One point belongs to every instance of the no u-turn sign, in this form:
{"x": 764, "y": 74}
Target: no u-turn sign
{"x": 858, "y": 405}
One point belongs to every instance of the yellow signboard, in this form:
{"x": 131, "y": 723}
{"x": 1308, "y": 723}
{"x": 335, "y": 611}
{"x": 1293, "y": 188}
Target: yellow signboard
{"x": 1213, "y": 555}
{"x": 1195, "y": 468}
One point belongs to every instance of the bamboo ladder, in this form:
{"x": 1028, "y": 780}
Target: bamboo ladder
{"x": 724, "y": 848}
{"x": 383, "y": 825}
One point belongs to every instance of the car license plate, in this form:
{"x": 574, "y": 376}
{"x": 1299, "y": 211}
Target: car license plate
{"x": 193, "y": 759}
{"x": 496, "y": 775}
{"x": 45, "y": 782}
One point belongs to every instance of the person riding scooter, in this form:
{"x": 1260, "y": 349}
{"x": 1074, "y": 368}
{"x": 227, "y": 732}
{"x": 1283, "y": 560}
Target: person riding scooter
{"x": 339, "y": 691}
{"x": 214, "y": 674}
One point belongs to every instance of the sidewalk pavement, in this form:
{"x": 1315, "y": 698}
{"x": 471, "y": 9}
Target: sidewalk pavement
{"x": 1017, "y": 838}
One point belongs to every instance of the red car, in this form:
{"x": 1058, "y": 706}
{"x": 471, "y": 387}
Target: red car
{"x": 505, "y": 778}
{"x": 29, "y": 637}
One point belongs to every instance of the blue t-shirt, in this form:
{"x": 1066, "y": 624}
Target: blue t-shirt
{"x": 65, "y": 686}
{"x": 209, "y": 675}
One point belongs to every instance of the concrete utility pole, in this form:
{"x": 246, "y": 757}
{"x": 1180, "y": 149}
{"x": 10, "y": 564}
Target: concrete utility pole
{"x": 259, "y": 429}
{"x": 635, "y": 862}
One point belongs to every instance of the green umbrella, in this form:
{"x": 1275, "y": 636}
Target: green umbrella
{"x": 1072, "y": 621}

________

**About this exercise**
An exact reproduction of all the entries above is required.

**Solution**
One point belongs to every instance of the no u-turn sign, in this form:
{"x": 764, "y": 74}
Target: no u-turn sign
{"x": 858, "y": 405}
One point belongs to every instance of the yellow signboard, in this form:
{"x": 131, "y": 723}
{"x": 1308, "y": 723}
{"x": 335, "y": 611}
{"x": 1293, "y": 188}
Target: yellow signboard
{"x": 1213, "y": 555}
{"x": 1195, "y": 468}
One point belongs to every instance of the bamboo ladder, in this form:
{"x": 1028, "y": 780}
Target: bamboo ladder
{"x": 724, "y": 848}
{"x": 383, "y": 825}
One point belongs to every instance of the car license plate, in this form:
{"x": 574, "y": 376}
{"x": 1299, "y": 211}
Target: car license plate
{"x": 193, "y": 759}
{"x": 496, "y": 775}
{"x": 45, "y": 782}
One point belongs to every instance of the person riding scooter, in this form:
{"x": 1260, "y": 349}
{"x": 1074, "y": 368}
{"x": 227, "y": 732}
{"x": 1283, "y": 560}
Target: person riding scooter
{"x": 339, "y": 691}
{"x": 214, "y": 674}
One point belongs to every instance of the sidewalk pavement, in this form:
{"x": 1315, "y": 698}
{"x": 471, "y": 9}
Target: sidewalk pavement
{"x": 1017, "y": 838}
One point belongs to every instance of the red car, in this form:
{"x": 1058, "y": 706}
{"x": 471, "y": 387}
Target: red car
{"x": 505, "y": 778}
{"x": 29, "y": 637}
One point belongs to every instance of the blue t-shirt, in this form:
{"x": 1066, "y": 624}
Target: blue t-shirt
{"x": 65, "y": 686}
{"x": 209, "y": 675}
One point belongs to every instance of the concrete utility pole, in this form:
{"x": 246, "y": 757}
{"x": 1180, "y": 149}
{"x": 10, "y": 564}
Target: concrete utility pole
{"x": 259, "y": 429}
{"x": 635, "y": 862}
One point belongs to every instance of the green umbrella, in this form:
{"x": 1275, "y": 636}
Target: green umbrella
{"x": 1072, "y": 621}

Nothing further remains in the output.